Your task is to copy the listing exactly. Drop any pictures from the copy.

The data: Begin

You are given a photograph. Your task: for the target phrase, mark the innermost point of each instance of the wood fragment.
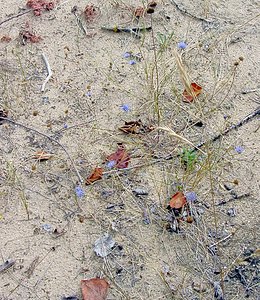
(183, 10)
(51, 139)
(48, 70)
(15, 16)
(6, 265)
(245, 120)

The data: End

Response area:
You are given a photograph. Your task: for the target phrase, mark the innermost point of each instance of the wood fragment.
(183, 10)
(51, 139)
(48, 70)
(15, 16)
(6, 265)
(245, 120)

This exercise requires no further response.